Short problem:
Write out all of the rows below word for word, leaving the pictures out.

***

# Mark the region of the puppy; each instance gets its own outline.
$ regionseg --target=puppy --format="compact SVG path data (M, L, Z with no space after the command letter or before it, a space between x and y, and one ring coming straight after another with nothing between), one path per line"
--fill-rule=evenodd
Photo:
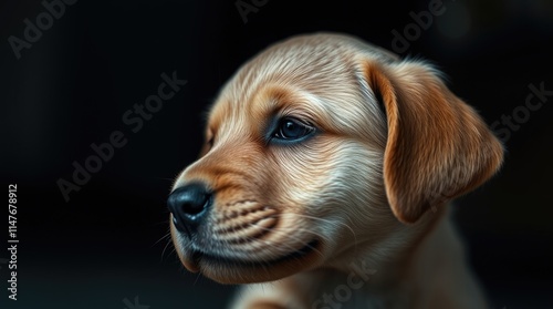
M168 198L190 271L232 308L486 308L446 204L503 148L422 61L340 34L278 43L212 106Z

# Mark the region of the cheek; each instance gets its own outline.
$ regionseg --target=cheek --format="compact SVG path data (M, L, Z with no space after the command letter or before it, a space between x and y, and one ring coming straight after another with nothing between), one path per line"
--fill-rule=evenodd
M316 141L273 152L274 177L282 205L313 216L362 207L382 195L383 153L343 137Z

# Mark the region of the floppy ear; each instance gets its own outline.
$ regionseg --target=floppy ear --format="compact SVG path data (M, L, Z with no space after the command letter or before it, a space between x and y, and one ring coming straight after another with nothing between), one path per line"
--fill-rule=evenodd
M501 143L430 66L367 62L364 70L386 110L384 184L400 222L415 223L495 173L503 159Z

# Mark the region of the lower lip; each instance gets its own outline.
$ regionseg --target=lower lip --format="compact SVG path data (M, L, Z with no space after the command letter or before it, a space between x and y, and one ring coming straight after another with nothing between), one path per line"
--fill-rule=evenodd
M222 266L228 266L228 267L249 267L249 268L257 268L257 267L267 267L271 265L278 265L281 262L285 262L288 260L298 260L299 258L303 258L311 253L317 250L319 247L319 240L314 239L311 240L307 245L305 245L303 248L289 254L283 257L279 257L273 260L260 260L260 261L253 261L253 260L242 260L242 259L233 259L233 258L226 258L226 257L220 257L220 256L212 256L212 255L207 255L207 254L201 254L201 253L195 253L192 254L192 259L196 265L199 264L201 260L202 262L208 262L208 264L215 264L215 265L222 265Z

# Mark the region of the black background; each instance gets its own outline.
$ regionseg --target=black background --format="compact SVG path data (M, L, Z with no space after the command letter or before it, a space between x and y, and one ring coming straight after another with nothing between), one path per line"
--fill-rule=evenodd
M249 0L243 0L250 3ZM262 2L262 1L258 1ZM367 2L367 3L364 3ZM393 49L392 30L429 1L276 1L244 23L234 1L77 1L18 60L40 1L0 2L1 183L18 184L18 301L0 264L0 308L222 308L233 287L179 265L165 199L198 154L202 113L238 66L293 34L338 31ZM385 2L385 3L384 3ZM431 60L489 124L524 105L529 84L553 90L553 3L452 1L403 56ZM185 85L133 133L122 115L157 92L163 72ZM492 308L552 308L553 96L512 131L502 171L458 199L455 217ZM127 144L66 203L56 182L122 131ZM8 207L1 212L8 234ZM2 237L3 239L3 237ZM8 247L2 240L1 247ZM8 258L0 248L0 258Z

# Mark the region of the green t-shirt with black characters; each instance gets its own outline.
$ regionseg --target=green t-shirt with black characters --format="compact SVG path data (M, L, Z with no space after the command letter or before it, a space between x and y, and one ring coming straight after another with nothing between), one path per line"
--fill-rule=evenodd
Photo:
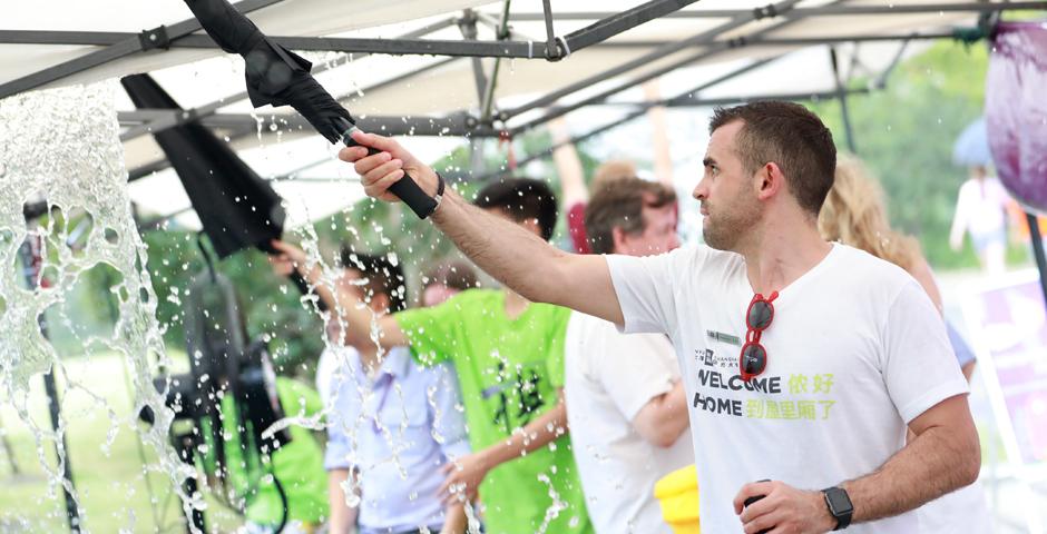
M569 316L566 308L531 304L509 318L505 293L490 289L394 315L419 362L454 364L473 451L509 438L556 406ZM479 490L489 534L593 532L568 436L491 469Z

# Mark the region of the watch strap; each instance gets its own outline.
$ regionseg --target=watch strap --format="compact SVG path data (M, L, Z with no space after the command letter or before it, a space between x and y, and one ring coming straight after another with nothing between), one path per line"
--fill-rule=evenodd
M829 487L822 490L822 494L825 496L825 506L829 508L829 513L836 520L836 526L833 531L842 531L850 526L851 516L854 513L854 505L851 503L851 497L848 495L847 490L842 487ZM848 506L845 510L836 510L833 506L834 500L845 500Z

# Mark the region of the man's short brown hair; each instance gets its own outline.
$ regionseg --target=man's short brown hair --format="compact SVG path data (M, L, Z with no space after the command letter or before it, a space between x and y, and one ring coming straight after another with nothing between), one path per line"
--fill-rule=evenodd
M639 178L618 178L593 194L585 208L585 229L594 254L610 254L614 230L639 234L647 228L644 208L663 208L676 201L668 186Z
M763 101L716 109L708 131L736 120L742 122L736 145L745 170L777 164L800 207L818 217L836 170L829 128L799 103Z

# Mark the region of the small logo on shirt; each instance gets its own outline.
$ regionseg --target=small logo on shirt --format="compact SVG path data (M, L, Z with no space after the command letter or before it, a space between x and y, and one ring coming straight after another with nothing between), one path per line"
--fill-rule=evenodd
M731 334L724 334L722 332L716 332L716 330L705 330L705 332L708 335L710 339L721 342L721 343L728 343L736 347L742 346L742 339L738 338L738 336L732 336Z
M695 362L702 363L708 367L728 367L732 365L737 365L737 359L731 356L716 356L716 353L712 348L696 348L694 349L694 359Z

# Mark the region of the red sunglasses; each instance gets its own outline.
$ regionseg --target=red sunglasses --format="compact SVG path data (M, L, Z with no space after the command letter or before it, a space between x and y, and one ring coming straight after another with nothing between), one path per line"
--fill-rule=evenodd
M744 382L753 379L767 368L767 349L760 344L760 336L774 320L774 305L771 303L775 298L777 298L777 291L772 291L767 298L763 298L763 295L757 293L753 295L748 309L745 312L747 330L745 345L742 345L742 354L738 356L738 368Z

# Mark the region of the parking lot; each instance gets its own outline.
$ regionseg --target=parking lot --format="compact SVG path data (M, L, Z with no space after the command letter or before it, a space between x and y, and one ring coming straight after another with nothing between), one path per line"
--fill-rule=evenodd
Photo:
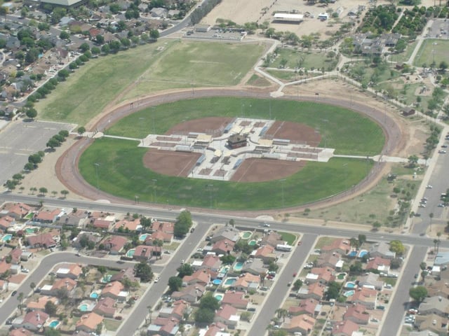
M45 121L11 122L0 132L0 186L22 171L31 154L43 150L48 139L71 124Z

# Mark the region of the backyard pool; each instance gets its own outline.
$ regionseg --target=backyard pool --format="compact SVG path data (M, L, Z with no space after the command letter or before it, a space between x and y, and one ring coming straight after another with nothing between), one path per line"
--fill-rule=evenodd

***

Correct response:
# Mark the region of the puppy; each instance gets its own outline.
$ regionseg --target=puppy --format="compact SVG path data (M, L, Z with no space after the command letter or before it, a space between x and y, and one ring coming straight after another with nothing between), one path per line"
--fill-rule=evenodd
Photo:
M168 198L190 271L232 308L486 308L446 204L503 148L422 61L340 34L278 43L212 106Z

# Mark the region of the cheek; each instance gets its own outline.
$ regionseg --target=cheek --format="compact SVG path data (M, L, Z with no space after the command letter or before it, a space between x and y, and one ring coming straight after another with nothing between), one path per line"
--fill-rule=evenodd
M316 141L273 152L274 177L282 205L313 216L362 207L382 195L383 153L343 137Z

# Mark the region of the floppy ear; each instance gets its own outline.
$ regionseg --target=floppy ear --format="compact SVG path data (M, L, Z with no space after the command letter or before it, a space between x and y, and one ring coming straight after another with nothing between), one path per line"
--fill-rule=evenodd
M501 143L430 66L367 62L364 70L386 110L384 184L400 222L415 223L495 173L503 159Z

# Mark the region of the lower lip; each instance gets its own outline.
$ regionseg --target=lower lip --format="compact SVG path data (M, L, Z with no space after the command letter or before it, a space between x and y, and one ring coming straight after another with nothing between), one path per line"
--fill-rule=evenodd
M222 266L228 266L228 267L249 267L249 268L257 268L257 267L267 267L271 265L278 265L281 262L285 262L288 260L298 260L299 258L303 258L311 253L317 250L319 247L319 240L314 239L311 240L307 245L305 245L303 248L289 254L283 257L279 257L273 260L260 260L260 261L253 261L253 260L242 260L242 259L233 259L233 258L226 258L226 257L220 257L220 256L212 256L212 255L207 255L207 254L201 254L201 253L195 253L192 254L192 259L196 265L199 264L201 260L202 262L208 262L208 264L215 264L215 265L222 265Z

# Mark the region of the black background; each instance gets its own outline.
$ regionseg --target=black background --format="compact SVG path data (M, L, Z with no space after the command letter or before it, a space between x and y, and one ring coming straight after another with nothing between), one path per line"
--fill-rule=evenodd
M249 0L243 0L250 3ZM262 2L262 1L258 1ZM367 2L367 3L364 3ZM393 49L392 30L429 1L276 1L244 23L234 1L77 1L18 60L40 1L0 2L1 183L18 184L18 301L0 264L0 308L222 308L233 287L179 265L165 199L198 154L202 113L238 66L293 34L338 31ZM385 2L385 3L384 3ZM431 60L489 124L524 105L529 84L553 90L553 3L452 1L403 56ZM185 85L133 133L122 115L157 92L163 72ZM492 308L552 308L553 96L512 131L502 171L458 199L455 217ZM127 144L66 203L56 182L122 131ZM8 207L1 212L8 234ZM2 237L3 239L3 237ZM8 247L2 240L1 247ZM8 258L0 248L0 258Z

# Mark the region of the green t-shirt with black characters; each instance gets its own outline.
$ regionseg --target=green t-shirt with black characters --format="compact SVG path data (M, L, Z with no space after the command letter or before it, a space between x and y, and one ring coming straight after another with nothing between), one path per line"
--fill-rule=evenodd
Photo:
M569 316L566 308L531 304L509 318L505 293L490 289L394 315L419 362L454 364L473 451L509 438L556 406ZM479 490L489 534L593 532L568 436L491 469Z

# Mark the region of the watch strap; each instance gets its own outline.
$ regionseg --target=watch strap --format="compact SVG path data (M, L, Z with no space after the command letter or before it, a space between x and y, and one ring coming straight after another with nothing between), one path per line"
--fill-rule=evenodd
M829 487L822 490L822 494L825 496L825 506L829 508L829 513L836 520L836 526L833 531L842 531L850 526L851 516L854 513L854 505L851 503L851 497L848 495L847 490L842 487ZM848 506L845 510L836 510L833 506L834 500L845 500Z

# Mark the region of the man's short brown hair; each instance gets its own outline.
$ regionseg --target=man's short brown hair --format="compact SVG path data (M, L, Z with no space after the command letter or before it, a space between x and y, and one ring coming straight after another with nothing between), one path per line"
--fill-rule=evenodd
M639 178L618 178L593 194L585 208L585 229L594 254L610 254L614 230L639 234L647 228L644 208L663 208L676 201L668 186Z
M763 101L716 109L708 131L736 120L742 122L736 145L745 170L777 164L800 207L818 217L836 170L829 128L799 103Z

# Mark the region of the small logo on shirt; each instance gets its own outline.
$ regionseg --target=small logo on shirt --format="compact SVG path data (M, L, Z with no space after the command letter or before it, a space between x and y, and one ring coming straight after another with nothing between), one path per line"
--fill-rule=evenodd
M731 334L724 334L722 332L716 332L716 330L705 330L705 332L708 335L710 339L721 342L721 343L728 343L736 347L742 346L742 339L738 338L738 336L732 336Z
M695 362L702 363L708 367L728 367L732 365L737 365L737 359L731 356L716 356L716 353L712 348L696 348L694 349L694 359Z

# Mark the region of the red sunglasses; each instance gets its own outline.
$ regionseg --target=red sunglasses --format="compact SVG path data (M, L, Z with no space after the command letter or before it, a space between x and y, and one ring coming straight after another with nothing between), one path per line"
--fill-rule=evenodd
M744 382L753 379L767 368L767 349L760 344L760 336L774 320L774 305L771 303L775 298L777 298L777 291L772 291L767 298L763 298L763 295L757 293L753 295L748 309L745 312L747 330L745 345L742 345L742 354L738 356L738 368Z

# Mark the region of the parking lot; each instance gets its own outline.
$ regionseg --target=parking lot --format="compact SVG path data (M, L, Z with no space after the command letter or before it, a space between x and y, and one ring coming straight after another with nothing between), one path per line"
--fill-rule=evenodd
Photo:
M45 121L11 122L0 132L0 186L22 171L31 154L43 150L48 139L71 124Z

# Mark the region of the backyard pool; each instance gets its own outline.
$ regionseg --target=backyard pool --format="compact SVG path data (M, L, Z with no space after the command letter or before it, a space between x and y, and one ring coming straight after another with nothing between), one path per line"
--fill-rule=evenodd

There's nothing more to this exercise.